» **해야 할 일**
아래 행을 모두 번호 목록으로 바꿔 쓰고, 빈 줄은 빼세요.

○ ○ ○ ○ ○

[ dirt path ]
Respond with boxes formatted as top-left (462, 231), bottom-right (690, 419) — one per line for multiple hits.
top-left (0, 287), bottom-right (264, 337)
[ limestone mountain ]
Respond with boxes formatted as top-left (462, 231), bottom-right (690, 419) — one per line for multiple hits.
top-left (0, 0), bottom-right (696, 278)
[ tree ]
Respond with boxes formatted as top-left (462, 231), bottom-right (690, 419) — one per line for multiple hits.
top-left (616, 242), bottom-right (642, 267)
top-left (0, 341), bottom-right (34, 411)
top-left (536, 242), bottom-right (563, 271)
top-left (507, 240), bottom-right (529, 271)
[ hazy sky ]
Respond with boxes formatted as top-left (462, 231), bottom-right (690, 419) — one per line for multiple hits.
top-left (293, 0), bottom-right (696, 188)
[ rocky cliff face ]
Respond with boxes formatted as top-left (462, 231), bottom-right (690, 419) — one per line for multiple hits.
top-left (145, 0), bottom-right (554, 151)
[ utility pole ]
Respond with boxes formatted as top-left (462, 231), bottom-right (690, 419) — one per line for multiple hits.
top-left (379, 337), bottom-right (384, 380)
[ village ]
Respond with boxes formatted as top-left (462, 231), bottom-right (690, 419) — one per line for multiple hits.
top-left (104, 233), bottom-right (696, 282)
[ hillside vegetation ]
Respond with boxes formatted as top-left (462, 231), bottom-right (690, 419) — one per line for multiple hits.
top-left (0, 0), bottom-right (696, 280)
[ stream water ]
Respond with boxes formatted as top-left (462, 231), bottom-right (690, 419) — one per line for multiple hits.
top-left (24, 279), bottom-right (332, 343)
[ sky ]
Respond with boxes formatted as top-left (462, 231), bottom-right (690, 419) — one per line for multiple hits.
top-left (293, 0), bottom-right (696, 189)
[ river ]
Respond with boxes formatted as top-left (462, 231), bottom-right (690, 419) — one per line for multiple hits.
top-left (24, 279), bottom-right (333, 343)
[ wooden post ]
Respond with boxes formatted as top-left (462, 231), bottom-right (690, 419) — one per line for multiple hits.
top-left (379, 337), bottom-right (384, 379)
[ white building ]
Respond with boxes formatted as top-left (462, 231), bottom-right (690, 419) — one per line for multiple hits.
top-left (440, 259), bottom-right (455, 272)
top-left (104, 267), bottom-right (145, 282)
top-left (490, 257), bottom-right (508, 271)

○ ○ ○ ○ ○

» **아래 풀이**
1. [ dirt path ]
2. Respond with boxes formatted as top-left (462, 231), bottom-right (690, 419) — one per line for multiple hits.
3. top-left (0, 287), bottom-right (264, 337)
4. [ limestone mountain ]
5. Respond with boxes formatted as top-left (462, 231), bottom-right (690, 419) — one per line for multiple hits.
6. top-left (0, 0), bottom-right (696, 278)
7. [ tree ]
8. Respond with boxes formatted as top-left (462, 231), bottom-right (690, 419) — one per line for multiple hits.
9. top-left (616, 242), bottom-right (642, 267)
10. top-left (0, 341), bottom-right (34, 411)
11. top-left (536, 242), bottom-right (563, 271)
12. top-left (507, 240), bottom-right (529, 271)
13. [ hazy sky ]
14. Respond with boxes formatted as top-left (462, 231), bottom-right (690, 419) — one per line for multiple hits.
15. top-left (293, 0), bottom-right (696, 188)
16. [ rocky cliff face ]
17. Respond with boxes formatted as top-left (462, 231), bottom-right (690, 419) — one per line for multiple hits.
18. top-left (145, 0), bottom-right (554, 151)
19. [ utility pole ]
20. Respond with boxes formatted as top-left (462, 231), bottom-right (690, 419) — one per line for multiple hits.
21. top-left (379, 337), bottom-right (384, 380)
22. [ village ]
23. Respond with boxes formatted as top-left (462, 231), bottom-right (690, 419) — one per line for multiple hits.
24. top-left (104, 233), bottom-right (696, 282)
25. [ hillside vegetation ]
26. Respond with boxes formatted as top-left (462, 231), bottom-right (690, 419) — one per line for multiple hits.
27. top-left (0, 0), bottom-right (696, 280)
28. [ stream water ]
29. Respond with boxes formatted as top-left (462, 231), bottom-right (690, 419) — one per line for multiple hits.
30. top-left (24, 279), bottom-right (332, 343)
31. [ sky ]
32. Respond with boxes formatted as top-left (462, 231), bottom-right (690, 419) — one per line for multiple hits.
33. top-left (293, 0), bottom-right (696, 189)
34. [ river ]
35. Respond with boxes formatted as top-left (462, 231), bottom-right (690, 419) — one per line for multiple hits.
36. top-left (24, 279), bottom-right (333, 343)
37. [ wooden post ]
38. Respond with boxes formatted as top-left (462, 231), bottom-right (690, 419) — one per line for multiple hits.
39. top-left (379, 337), bottom-right (384, 379)
40. [ white building ]
41. Respond with boxes formatted as top-left (462, 231), bottom-right (690, 419) — one per line for multiple hits.
42. top-left (440, 259), bottom-right (455, 272)
43. top-left (104, 267), bottom-right (145, 282)
44. top-left (490, 257), bottom-right (508, 271)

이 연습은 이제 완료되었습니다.